Текст для чтения:
>>

Сванидзе, ты Сванидзе,
Тебя, поймав за хвост,
В подъезде бомж откиздел, —
Вот весь и холокост!..

Евреи — страдальцы. И русские — страдальцы. Чечены — страдальцы. Но у евреев — свои звери. У русских — свои звери. У чеченов — свои звери. Великий грех — отбирать у русских авторитет русский, принижать страдание русское, а гнев русский не замечать — опасное занятие.
Даже Гавриил Попов, один из самых ярых потрошителей СССР, Москвы и России, 5 апреля 2000 года, завопил: «Берегите русских!..» Да, без русских, полууничтоженных «ревтрибуналами» и «ревтройками», доносами и расстрелами, раскулачиваниями и коллективизациями, борьбою с «шовинизмами русскими», погубленных войнами, без русских — не быть России живою! Так-то. Даже Гавриил Попов догадался: катастрофа величайшая, гибель России, неотвратима, когда русский народ кинут на прозябание и подлую насмешку уродам. Завопил в «Независимой газете».
Владимир Бондаренко не наивный мальчик, а солидный человек, почти литолигарх: пошатывает на пьедестале Александра Блока, специально к бессмертному Есенину притыкивает, рядом, русскоязычного Высоцкого:

Нет острых ощущений. Все — старье, гнилье и хлам.
Того гляди, с тоски сыграю в ящик.

Или:

Сосед другую литру съел —
И осовел, и опсовел

Или:

Ах! Время — как махорочка.
Все тянешь, тянешь, Жорочка.

Или:

Две бывших балериночки
В гостях у пацанов.

Поц — член, если перевести с еврейского на русский… Владимир Бондаренко мне, рядовому русскому поэту, к моему юбилею широко распахнул двери в газету «Завтра», целую полосу дал, а вот блестящему Вас. Федорову и для строчки в «Дне» не нашлось места… Да и — Павлу Васильеву, Алексею Недогонову, Петру Комарову, Павлу Шубину, Дмитрию Кедрину, Борису Ручьеву, десять лет оттрубившему на Дальнем Севере за «пропаганду упаднических стихов Есенина»… Не нашлось…
Зато «околорусским» стихам «околорусских» поэтов — простор:
«Мы — как изгои средь людей». Смотрите — каки… згои…
«И балуются бомбою». Смотрите — ибал… уются…
Нельзя Высоцкого сравнивать, еврейско-русского барда, с мучеником, Христом Русским — Сергеем Есениным: Бог покарает, нельзя! Смертный грех нельзя брать на себя и на русский народ, нельзя. Нельзя же, говорю еще раз и еще раз говорю!.. Сергей Есенин:

Клен ты мой опавший, клен заледенелый,
Что стоишь нагнувшись под метелью белой?

<<

Что требуется:
1) Ответьте по тексту для чтения:
(а) Какого числа Гавриил Попов воскликнул «Берегите русских!..»?
(б) В какой газете Владимир Бондаренко дал автору целую полосу к юбилею?
(в) Сколько лет, согласно тексту, Борис Ручьев провел на Дальнем Севере?
2) Назовите всех поэтов, которым, по словам автора текста для чтения, не нашлось места в изданиях Владимира Бондаренко.
Данные получены из другого источника.

Собранные записи данных:
>>

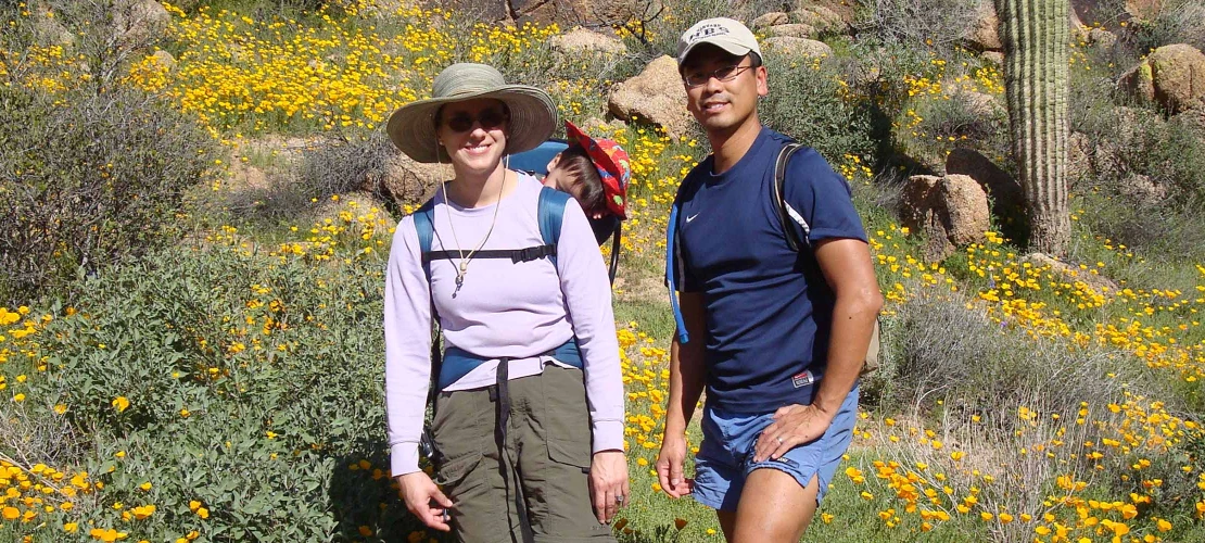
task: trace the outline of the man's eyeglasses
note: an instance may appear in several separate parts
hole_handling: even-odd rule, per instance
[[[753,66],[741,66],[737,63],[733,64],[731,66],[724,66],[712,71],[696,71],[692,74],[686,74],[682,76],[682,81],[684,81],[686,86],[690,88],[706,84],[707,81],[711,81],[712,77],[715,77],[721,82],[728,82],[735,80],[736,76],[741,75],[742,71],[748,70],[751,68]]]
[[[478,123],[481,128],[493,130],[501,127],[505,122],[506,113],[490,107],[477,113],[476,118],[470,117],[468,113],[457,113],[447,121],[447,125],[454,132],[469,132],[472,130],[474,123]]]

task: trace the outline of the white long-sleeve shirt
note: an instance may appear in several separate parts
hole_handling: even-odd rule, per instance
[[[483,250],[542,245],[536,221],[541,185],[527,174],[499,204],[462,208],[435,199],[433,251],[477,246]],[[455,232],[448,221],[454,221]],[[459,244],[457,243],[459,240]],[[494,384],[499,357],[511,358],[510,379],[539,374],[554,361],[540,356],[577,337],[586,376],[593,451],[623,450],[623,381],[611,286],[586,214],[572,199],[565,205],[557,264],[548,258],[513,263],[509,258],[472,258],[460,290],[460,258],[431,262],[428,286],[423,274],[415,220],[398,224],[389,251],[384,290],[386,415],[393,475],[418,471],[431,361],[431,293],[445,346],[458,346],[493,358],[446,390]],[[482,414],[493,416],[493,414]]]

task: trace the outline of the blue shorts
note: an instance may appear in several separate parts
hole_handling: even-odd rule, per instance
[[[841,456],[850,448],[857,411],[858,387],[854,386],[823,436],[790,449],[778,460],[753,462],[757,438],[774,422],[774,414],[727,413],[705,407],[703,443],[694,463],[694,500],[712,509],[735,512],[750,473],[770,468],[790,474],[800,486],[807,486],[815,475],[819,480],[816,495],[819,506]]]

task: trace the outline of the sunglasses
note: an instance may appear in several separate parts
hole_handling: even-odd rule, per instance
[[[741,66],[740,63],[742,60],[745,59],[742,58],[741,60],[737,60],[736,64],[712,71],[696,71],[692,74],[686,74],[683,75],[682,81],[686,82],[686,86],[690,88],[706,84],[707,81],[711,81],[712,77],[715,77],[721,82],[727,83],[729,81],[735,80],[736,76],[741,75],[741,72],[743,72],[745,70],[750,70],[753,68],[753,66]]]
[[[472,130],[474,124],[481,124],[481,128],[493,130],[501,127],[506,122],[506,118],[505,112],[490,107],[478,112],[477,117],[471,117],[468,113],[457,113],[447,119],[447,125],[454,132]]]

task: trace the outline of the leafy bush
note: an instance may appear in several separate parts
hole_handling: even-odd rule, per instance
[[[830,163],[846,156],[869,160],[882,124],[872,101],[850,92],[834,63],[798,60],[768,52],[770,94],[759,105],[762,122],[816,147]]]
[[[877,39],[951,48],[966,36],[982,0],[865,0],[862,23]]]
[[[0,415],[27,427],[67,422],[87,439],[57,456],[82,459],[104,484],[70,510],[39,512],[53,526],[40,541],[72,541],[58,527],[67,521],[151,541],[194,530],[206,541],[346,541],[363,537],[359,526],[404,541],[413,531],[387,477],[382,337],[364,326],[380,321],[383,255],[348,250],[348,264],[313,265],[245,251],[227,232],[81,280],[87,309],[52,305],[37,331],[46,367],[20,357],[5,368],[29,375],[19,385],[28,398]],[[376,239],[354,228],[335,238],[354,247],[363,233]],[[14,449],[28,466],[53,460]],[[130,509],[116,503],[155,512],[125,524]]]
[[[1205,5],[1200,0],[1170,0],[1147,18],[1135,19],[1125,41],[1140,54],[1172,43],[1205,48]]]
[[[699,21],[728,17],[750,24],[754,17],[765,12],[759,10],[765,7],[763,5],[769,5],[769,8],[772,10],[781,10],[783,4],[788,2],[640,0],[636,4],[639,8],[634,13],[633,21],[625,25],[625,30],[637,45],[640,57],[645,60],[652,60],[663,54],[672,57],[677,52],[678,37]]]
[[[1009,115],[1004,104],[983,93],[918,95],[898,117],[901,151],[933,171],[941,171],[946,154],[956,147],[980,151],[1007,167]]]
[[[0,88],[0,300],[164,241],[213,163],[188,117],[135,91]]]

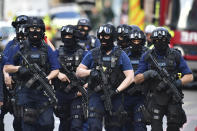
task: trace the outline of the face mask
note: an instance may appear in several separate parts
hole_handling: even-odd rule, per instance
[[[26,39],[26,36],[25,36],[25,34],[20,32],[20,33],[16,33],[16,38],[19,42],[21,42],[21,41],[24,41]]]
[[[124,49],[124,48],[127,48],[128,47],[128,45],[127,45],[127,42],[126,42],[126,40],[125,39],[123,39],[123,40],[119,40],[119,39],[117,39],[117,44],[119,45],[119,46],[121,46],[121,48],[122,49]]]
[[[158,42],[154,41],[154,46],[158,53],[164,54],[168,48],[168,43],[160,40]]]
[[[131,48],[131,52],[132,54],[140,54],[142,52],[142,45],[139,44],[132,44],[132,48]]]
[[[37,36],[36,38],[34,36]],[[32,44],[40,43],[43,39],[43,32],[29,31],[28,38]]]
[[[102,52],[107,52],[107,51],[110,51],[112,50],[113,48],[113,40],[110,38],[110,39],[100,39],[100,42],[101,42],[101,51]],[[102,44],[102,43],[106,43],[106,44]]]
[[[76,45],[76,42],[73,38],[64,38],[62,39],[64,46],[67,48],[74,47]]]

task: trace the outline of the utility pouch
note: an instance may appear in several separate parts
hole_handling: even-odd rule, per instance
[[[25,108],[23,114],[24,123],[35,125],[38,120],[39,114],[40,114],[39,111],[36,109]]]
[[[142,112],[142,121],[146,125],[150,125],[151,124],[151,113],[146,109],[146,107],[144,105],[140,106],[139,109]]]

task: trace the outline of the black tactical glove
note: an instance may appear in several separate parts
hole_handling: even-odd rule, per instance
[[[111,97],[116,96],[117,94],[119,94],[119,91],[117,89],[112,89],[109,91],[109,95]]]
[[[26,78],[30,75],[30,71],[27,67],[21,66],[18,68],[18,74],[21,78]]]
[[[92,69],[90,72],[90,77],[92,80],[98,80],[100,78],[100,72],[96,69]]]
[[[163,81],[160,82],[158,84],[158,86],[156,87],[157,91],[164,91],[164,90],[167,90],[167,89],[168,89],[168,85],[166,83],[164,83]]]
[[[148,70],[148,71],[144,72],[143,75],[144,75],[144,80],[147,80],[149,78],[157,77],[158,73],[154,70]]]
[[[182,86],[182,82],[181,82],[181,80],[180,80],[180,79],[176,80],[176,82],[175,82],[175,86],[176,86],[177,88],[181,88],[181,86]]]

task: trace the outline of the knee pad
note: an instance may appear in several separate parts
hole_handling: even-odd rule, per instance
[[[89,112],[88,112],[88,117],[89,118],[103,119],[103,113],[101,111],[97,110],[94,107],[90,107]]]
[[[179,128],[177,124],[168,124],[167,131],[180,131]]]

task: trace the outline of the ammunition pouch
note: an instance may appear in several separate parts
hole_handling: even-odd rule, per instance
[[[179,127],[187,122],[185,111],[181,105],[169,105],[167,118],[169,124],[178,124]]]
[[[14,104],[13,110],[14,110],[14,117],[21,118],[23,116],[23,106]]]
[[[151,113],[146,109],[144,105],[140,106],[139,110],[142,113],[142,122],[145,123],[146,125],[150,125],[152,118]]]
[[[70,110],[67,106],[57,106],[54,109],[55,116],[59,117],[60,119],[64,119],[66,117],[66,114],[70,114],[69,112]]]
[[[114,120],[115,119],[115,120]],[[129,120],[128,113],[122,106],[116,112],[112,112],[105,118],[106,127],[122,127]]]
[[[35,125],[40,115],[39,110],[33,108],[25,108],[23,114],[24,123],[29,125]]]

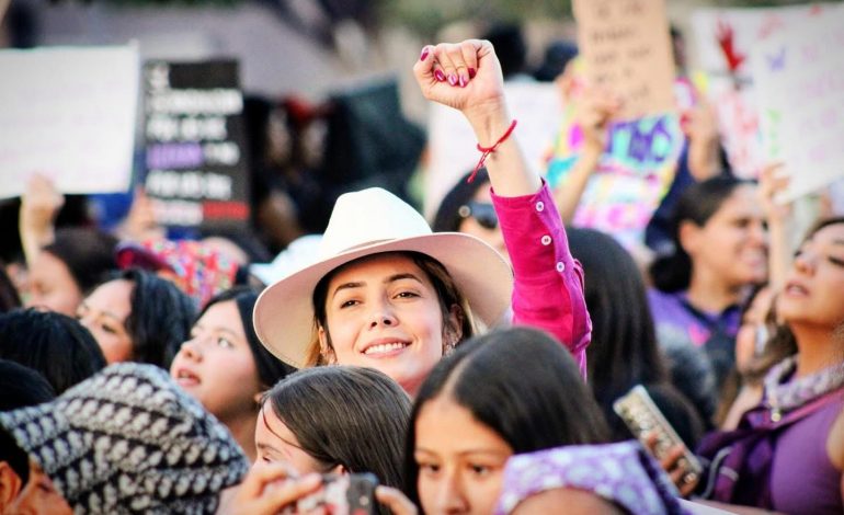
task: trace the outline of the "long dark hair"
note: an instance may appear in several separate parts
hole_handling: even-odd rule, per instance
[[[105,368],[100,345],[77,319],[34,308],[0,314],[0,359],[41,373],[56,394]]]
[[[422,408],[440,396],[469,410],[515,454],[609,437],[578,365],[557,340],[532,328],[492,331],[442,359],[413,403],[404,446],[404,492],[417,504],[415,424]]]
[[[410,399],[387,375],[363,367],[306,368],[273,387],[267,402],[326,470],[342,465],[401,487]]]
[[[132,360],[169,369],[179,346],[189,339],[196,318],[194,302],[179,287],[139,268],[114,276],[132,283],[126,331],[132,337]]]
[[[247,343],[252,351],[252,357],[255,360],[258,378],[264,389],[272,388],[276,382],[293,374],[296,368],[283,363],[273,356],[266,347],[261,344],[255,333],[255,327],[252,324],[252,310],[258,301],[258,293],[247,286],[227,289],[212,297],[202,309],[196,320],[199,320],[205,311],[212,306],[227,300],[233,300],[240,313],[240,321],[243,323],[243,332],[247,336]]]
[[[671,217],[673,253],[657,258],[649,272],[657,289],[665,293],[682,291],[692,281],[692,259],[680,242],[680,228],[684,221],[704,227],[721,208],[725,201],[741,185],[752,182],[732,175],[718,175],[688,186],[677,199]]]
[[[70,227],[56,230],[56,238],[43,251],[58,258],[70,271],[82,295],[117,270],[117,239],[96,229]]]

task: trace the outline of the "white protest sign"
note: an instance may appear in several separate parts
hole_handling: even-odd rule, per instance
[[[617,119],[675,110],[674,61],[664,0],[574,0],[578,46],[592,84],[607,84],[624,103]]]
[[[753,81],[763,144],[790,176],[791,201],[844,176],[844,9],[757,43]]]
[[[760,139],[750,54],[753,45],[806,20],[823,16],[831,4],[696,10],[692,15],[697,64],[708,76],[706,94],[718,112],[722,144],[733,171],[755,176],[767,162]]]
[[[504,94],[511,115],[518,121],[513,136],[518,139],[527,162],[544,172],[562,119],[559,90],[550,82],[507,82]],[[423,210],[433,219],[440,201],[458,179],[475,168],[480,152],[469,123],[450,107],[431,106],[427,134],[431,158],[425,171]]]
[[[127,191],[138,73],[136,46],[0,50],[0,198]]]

<<
>>

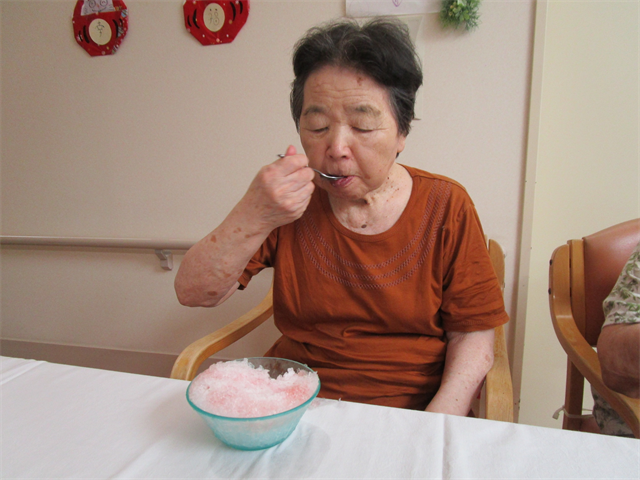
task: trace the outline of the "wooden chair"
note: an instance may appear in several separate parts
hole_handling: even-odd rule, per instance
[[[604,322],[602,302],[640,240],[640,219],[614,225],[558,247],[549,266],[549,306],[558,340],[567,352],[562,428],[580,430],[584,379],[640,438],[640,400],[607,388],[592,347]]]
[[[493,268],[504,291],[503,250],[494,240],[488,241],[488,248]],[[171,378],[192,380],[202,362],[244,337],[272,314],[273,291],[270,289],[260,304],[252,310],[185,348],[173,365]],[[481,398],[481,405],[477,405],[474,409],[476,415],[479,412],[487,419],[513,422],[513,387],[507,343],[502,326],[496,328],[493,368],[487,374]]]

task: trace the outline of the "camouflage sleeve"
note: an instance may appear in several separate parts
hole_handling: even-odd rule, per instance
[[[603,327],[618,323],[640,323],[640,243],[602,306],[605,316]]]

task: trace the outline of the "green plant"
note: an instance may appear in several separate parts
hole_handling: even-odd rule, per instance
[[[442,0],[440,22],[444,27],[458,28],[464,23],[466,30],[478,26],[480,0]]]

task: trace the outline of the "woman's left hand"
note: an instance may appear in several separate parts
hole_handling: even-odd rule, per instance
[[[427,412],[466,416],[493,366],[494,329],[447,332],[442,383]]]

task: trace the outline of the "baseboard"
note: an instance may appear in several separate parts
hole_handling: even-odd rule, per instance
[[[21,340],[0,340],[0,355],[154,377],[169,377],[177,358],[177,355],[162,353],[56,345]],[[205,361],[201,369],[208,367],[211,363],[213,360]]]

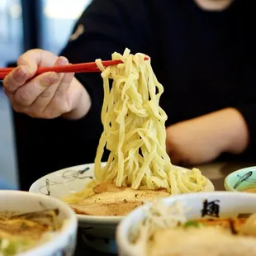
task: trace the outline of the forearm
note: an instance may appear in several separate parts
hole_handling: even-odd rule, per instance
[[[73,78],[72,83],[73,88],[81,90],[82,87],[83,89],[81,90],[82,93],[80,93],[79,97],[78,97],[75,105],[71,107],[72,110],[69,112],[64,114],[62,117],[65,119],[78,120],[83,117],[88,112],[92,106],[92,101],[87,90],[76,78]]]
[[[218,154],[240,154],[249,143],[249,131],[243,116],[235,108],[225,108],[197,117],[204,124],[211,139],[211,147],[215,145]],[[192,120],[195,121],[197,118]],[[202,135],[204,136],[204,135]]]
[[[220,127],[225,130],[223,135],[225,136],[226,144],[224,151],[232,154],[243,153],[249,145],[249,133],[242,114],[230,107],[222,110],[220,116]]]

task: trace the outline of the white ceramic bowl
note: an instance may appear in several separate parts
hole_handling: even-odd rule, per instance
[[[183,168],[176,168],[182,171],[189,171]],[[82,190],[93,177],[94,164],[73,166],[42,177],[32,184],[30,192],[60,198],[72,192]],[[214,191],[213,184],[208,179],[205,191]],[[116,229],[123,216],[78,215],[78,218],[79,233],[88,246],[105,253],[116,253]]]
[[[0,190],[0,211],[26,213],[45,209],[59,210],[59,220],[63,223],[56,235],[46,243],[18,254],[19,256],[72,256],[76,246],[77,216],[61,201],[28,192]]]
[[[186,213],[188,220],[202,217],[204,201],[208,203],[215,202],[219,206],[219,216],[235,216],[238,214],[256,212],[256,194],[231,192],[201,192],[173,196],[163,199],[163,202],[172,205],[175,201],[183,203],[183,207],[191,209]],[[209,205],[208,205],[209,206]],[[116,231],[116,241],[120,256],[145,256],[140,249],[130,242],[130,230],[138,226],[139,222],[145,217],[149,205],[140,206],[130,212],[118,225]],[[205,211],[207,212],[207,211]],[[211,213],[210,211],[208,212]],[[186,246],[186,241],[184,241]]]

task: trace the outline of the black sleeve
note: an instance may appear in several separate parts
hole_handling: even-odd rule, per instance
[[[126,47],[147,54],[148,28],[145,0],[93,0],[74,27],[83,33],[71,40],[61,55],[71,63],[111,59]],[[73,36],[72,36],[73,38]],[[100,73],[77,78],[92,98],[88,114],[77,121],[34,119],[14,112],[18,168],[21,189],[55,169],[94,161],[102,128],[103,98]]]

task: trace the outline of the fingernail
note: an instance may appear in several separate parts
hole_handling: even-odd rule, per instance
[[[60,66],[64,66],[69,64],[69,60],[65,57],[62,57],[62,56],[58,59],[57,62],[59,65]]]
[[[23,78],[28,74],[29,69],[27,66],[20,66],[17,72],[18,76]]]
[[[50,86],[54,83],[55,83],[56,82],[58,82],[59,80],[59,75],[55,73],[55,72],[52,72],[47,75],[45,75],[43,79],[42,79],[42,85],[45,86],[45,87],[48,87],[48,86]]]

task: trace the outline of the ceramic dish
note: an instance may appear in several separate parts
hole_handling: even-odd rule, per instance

<<

Ответы по заданиям:
1)
(а) 5 апреля 2000 года.
(б) В газете «Завтра».
(в) Десять лет.

2) Вас. Федоров, Павел Васильев, Алексей Недогонов, Петр Комаров, Павел Шубин, Дмитрий Кедрин, Борис Ручьев.